>>

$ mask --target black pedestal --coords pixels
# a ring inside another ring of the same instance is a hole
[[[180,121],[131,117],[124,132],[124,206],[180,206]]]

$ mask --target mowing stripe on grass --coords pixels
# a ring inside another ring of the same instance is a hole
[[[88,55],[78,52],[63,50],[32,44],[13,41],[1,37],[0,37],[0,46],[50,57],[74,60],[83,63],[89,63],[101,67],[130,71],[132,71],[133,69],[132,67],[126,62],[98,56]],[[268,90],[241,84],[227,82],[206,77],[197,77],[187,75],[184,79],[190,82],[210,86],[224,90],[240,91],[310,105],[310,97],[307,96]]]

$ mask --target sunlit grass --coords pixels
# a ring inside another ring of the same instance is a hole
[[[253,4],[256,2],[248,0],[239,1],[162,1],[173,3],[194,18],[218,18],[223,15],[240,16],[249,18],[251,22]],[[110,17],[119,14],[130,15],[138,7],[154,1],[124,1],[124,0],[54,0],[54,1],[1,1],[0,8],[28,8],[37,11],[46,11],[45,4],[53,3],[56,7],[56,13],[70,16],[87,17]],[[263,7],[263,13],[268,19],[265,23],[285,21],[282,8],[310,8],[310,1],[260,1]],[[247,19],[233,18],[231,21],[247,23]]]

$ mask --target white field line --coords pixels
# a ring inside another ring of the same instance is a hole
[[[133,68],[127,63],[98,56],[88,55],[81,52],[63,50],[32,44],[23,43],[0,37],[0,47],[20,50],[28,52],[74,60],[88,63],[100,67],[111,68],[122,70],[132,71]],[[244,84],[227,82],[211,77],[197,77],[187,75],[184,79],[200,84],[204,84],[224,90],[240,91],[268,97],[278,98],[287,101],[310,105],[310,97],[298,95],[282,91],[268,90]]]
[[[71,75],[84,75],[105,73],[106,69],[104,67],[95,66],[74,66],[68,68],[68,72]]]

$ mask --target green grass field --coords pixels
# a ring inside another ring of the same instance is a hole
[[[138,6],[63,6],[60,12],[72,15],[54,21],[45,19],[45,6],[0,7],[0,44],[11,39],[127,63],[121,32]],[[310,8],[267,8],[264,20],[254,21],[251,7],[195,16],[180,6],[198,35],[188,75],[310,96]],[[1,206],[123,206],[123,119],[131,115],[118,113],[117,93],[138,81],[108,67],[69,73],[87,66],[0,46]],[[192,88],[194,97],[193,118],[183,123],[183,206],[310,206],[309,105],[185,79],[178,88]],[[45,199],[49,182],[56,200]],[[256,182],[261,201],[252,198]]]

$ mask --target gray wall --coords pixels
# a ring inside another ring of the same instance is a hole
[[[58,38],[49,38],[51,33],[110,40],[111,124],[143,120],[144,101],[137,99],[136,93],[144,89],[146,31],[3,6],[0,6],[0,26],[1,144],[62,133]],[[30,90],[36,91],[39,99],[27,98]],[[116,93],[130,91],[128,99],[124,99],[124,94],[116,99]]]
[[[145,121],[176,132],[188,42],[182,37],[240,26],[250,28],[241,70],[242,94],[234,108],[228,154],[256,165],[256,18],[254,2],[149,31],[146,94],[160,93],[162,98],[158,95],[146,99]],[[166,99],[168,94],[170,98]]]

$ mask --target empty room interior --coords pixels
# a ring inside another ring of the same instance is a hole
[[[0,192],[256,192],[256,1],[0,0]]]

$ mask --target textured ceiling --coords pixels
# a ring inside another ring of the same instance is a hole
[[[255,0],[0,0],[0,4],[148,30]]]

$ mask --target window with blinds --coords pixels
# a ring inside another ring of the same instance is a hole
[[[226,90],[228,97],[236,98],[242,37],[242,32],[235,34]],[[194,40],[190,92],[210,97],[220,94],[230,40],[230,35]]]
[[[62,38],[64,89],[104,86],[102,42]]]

<<
>>

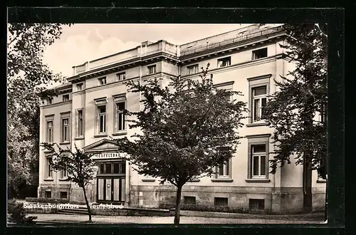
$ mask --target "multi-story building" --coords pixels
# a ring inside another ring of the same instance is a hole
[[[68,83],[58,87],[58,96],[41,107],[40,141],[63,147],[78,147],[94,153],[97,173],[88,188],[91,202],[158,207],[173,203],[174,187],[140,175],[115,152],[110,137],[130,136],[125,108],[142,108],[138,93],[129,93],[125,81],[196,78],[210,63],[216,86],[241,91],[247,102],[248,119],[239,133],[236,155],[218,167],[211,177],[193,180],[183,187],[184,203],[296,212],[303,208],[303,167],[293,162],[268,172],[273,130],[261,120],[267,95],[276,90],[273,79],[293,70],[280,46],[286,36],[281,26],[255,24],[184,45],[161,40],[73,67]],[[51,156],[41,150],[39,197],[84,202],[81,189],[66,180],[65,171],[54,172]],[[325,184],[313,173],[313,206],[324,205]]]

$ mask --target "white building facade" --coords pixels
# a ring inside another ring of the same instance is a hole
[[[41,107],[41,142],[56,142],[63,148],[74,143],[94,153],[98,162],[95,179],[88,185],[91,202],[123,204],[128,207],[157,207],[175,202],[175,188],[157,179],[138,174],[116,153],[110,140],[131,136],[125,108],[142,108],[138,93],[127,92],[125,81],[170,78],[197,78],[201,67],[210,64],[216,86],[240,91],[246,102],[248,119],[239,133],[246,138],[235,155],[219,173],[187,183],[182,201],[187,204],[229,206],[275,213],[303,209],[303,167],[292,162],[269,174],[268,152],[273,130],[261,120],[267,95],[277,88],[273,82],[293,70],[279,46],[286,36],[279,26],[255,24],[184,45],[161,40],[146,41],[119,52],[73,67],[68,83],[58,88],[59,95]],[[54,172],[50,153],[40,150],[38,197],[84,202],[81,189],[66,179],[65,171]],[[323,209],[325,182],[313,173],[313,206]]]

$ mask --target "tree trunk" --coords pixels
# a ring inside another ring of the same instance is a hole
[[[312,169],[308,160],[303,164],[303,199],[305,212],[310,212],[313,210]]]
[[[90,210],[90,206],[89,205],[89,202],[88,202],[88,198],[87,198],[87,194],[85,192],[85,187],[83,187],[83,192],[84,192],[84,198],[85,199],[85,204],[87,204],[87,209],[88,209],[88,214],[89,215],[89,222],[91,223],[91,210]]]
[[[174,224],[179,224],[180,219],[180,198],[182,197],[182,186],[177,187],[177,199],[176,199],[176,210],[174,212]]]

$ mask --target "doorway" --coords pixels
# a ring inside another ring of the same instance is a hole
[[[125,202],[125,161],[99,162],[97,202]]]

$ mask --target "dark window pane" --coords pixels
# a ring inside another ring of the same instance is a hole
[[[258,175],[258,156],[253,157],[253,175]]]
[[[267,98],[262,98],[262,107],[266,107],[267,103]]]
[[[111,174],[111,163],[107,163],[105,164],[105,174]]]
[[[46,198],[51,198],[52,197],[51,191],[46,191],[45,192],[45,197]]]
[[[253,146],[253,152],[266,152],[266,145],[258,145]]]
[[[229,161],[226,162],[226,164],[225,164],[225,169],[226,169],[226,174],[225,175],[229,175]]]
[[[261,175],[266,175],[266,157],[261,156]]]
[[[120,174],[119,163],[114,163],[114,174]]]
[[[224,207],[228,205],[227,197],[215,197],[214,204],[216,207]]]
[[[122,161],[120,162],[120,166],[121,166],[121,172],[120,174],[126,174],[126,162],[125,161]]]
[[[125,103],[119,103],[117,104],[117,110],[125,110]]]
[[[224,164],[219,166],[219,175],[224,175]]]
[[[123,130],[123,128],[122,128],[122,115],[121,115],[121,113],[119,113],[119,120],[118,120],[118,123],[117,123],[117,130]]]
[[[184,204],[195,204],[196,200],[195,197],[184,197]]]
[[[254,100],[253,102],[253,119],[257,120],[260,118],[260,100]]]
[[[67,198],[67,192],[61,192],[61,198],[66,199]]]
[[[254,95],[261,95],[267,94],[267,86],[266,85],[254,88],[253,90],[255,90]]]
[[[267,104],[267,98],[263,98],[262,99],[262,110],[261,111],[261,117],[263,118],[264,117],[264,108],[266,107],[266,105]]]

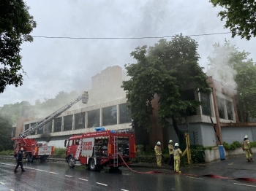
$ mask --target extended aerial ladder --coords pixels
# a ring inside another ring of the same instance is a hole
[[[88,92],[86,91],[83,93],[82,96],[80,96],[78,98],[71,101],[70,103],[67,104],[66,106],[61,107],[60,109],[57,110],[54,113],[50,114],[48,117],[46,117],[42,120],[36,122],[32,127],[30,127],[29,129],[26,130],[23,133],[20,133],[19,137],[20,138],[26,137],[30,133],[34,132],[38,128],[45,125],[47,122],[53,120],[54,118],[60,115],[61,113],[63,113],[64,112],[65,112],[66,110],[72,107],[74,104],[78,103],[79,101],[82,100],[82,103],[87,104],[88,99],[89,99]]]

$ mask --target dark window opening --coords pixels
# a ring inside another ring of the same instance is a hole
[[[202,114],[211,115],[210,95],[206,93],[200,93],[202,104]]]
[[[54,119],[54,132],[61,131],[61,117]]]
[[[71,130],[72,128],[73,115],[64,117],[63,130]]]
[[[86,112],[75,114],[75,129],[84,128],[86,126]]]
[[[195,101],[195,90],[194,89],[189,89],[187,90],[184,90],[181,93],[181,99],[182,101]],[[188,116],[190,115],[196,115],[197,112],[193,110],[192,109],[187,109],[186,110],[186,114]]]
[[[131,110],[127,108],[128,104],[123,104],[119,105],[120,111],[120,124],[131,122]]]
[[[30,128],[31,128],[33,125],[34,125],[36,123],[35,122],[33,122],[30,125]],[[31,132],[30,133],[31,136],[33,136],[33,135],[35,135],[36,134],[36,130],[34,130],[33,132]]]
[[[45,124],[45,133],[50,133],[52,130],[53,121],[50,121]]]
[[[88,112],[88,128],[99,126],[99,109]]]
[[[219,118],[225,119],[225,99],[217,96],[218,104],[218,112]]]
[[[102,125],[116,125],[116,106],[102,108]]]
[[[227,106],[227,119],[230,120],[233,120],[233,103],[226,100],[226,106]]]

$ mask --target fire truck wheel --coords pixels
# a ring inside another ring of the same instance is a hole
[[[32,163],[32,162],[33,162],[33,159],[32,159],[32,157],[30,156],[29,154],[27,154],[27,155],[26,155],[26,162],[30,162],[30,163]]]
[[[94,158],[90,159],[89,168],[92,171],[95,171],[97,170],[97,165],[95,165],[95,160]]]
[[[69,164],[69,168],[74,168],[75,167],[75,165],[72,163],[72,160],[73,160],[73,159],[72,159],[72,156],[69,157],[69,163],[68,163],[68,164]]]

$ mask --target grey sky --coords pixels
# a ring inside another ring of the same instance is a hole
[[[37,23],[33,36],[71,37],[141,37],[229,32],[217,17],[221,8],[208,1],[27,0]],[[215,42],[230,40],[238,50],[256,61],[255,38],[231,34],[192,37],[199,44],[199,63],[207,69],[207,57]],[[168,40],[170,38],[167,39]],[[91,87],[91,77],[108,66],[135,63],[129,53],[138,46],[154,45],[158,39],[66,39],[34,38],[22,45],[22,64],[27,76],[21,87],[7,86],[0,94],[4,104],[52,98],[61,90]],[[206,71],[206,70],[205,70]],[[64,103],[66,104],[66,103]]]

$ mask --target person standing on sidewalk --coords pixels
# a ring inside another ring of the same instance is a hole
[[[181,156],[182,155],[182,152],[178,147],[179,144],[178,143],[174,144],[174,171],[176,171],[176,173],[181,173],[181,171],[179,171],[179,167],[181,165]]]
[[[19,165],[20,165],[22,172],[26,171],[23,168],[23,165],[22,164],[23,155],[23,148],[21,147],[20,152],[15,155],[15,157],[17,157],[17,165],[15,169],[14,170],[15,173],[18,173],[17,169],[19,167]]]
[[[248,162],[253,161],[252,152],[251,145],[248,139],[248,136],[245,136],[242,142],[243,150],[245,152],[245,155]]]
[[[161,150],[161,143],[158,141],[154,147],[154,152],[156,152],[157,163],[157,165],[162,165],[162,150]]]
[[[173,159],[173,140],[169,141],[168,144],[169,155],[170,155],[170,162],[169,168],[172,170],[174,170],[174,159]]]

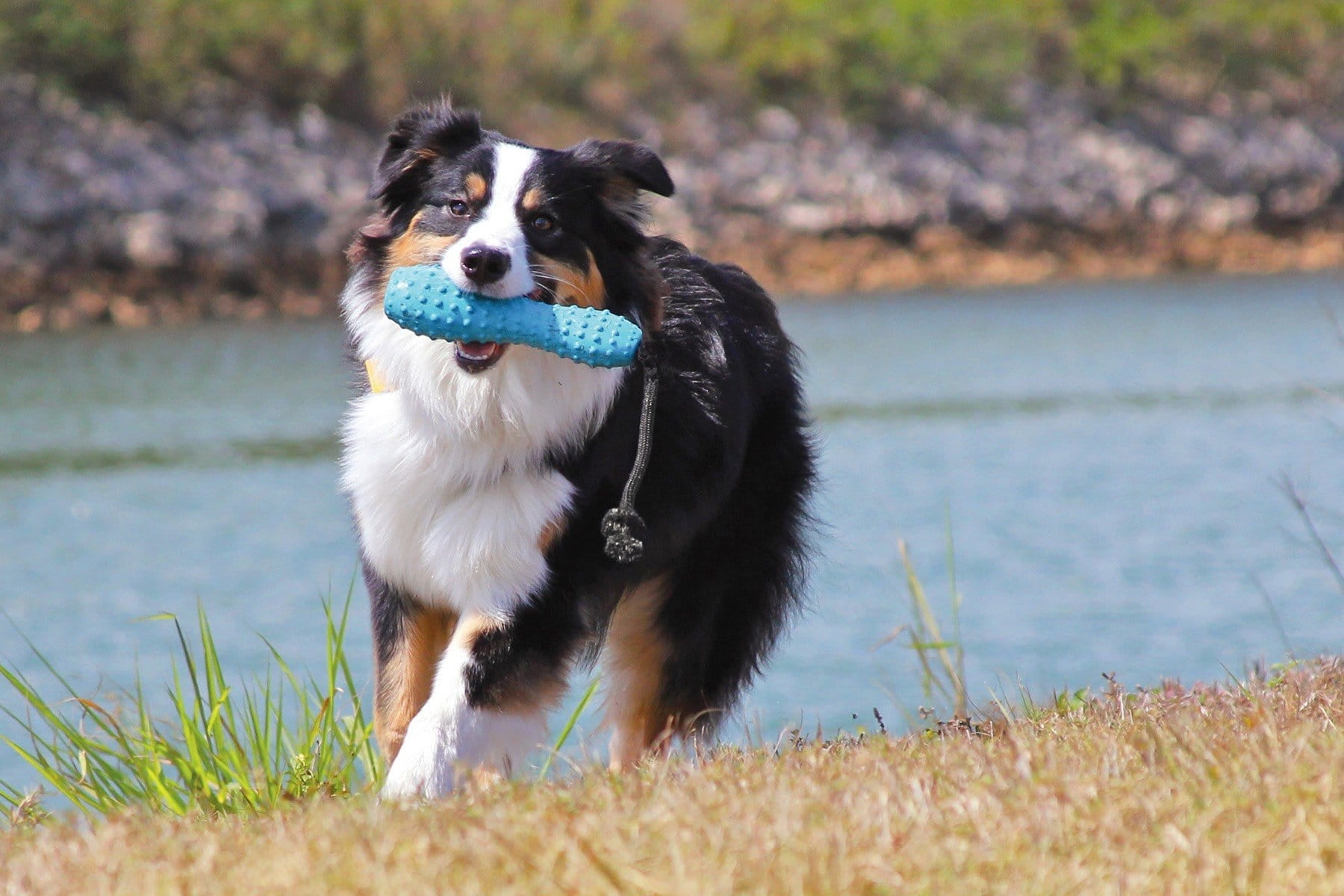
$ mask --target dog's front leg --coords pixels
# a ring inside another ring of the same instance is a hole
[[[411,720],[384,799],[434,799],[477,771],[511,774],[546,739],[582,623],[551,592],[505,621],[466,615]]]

<<
>>

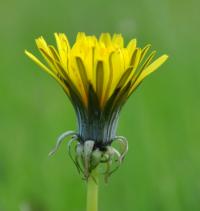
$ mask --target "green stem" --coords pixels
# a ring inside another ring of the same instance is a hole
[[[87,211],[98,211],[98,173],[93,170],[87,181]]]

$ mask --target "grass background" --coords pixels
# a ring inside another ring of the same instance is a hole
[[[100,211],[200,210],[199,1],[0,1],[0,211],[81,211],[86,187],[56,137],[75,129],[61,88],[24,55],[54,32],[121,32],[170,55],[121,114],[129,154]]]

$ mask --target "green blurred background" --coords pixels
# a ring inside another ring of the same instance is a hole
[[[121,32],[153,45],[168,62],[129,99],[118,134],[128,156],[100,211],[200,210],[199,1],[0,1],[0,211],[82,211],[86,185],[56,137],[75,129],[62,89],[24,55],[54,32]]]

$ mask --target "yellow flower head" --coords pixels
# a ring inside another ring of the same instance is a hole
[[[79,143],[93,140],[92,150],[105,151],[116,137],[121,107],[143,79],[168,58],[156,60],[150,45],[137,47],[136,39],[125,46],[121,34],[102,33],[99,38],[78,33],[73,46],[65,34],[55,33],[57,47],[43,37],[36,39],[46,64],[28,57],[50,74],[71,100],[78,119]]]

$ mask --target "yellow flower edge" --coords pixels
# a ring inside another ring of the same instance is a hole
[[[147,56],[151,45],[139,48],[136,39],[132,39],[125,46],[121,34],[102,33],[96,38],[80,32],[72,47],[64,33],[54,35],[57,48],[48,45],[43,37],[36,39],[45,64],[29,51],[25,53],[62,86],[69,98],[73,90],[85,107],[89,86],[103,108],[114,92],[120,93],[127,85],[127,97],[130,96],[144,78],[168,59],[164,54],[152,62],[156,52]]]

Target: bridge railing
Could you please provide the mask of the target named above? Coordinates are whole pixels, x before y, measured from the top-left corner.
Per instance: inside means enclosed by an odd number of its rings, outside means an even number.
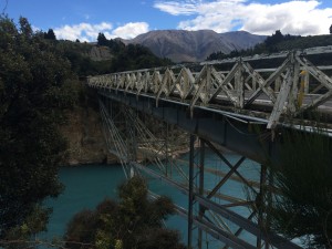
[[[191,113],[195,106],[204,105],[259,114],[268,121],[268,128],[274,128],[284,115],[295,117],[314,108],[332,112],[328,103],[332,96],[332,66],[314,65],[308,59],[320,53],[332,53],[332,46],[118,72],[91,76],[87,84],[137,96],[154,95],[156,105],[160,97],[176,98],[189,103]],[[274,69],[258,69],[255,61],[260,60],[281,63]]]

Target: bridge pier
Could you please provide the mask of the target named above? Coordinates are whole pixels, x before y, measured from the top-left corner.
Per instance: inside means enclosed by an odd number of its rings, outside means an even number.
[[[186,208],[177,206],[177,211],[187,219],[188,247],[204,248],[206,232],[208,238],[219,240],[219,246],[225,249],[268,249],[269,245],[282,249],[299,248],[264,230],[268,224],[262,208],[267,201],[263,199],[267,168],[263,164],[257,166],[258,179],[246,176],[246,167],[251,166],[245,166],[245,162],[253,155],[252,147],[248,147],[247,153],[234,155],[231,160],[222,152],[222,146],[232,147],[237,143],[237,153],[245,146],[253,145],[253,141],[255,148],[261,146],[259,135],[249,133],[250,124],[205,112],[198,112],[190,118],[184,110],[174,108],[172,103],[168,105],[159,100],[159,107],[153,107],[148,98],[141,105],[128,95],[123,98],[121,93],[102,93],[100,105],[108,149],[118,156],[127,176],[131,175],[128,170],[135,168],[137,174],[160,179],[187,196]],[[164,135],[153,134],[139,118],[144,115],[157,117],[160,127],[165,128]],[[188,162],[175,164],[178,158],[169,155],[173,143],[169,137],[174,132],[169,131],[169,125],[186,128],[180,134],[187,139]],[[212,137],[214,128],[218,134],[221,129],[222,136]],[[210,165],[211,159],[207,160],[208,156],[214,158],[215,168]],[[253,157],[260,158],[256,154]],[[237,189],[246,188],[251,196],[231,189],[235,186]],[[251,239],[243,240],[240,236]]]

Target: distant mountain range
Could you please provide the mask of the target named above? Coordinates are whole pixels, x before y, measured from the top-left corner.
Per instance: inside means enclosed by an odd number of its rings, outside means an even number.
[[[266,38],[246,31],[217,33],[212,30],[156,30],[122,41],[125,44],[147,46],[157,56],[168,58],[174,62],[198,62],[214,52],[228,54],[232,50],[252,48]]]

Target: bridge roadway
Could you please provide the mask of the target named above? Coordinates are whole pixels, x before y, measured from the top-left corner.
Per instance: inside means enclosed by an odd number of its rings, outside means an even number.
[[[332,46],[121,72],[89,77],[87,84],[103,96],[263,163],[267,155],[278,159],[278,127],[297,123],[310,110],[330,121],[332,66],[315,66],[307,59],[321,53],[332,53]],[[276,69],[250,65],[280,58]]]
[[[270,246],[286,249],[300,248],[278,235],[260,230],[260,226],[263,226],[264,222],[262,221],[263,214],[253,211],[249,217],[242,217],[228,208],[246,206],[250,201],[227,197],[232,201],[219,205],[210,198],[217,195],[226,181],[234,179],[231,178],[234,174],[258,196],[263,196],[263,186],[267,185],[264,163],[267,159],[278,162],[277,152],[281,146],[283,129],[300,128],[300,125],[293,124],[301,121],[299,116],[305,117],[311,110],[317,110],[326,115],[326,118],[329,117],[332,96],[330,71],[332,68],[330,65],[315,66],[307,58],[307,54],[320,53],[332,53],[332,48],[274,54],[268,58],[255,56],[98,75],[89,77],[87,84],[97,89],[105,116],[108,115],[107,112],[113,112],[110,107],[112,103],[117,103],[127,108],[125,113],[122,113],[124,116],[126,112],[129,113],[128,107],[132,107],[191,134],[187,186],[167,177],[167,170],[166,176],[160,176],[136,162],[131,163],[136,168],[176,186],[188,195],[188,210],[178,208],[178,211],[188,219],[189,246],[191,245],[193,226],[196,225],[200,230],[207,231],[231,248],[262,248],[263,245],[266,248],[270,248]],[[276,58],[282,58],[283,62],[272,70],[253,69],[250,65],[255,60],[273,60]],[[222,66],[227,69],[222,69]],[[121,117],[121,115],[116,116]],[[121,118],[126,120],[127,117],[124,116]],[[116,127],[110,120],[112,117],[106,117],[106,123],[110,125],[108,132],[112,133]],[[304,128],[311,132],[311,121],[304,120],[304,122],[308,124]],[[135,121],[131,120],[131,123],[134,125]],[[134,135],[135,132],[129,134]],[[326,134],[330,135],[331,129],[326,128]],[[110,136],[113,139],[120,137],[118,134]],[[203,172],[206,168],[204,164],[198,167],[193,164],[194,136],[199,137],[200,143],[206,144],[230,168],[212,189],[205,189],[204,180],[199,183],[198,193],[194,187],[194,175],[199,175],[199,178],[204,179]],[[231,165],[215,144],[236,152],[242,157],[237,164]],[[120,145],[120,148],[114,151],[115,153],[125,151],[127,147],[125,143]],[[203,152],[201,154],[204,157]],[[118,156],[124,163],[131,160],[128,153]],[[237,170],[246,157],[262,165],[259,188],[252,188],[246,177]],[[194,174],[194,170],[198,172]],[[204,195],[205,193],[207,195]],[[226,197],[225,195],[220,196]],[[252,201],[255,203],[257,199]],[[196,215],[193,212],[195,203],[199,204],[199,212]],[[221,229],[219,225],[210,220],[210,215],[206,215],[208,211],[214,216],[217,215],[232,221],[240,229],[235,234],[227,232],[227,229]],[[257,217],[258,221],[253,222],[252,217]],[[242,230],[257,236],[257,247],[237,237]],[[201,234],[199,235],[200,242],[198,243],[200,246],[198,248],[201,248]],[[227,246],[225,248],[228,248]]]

<<

* _TAREFA A CUMPRIR_: Encontre nos registros acima cada linha em que aparece a palavra "building" e copie essas linhas. Diferencie maiúsculas de minúsculas.

* _RESPOSTA COMPLETA_:
$ mask --target "multi-story building" --coords pixels
$ mask --target "white building facade" --coords pixels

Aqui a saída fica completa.